=== Work to do ===
Transcribe the material below line for line without changing anything, and leave out the picture.

:::

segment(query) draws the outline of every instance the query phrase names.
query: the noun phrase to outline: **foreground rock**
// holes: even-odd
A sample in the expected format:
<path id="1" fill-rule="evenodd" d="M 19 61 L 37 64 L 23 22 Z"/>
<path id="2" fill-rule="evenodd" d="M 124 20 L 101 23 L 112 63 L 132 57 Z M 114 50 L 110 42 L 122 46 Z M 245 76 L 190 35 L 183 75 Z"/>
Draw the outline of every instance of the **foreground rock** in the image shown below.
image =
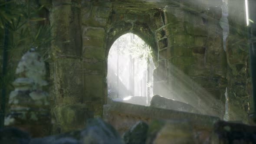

:::

=== Answer ===
segment(query) draws the outline of every instance the query phrase names.
query: the noun phrase to outline: **foreground rock**
// holes: even-odd
A sample in the expected format:
<path id="1" fill-rule="evenodd" d="M 19 61 L 37 64 L 23 22 Z"/>
<path id="2" fill-rule="evenodd" d="M 124 20 L 101 23 L 112 63 L 132 57 Z M 114 50 L 110 42 L 122 46 Z M 245 76 L 190 35 L 183 75 Z"/>
Draw the outline of every instance of the **foreground rock** in the image shown below.
image =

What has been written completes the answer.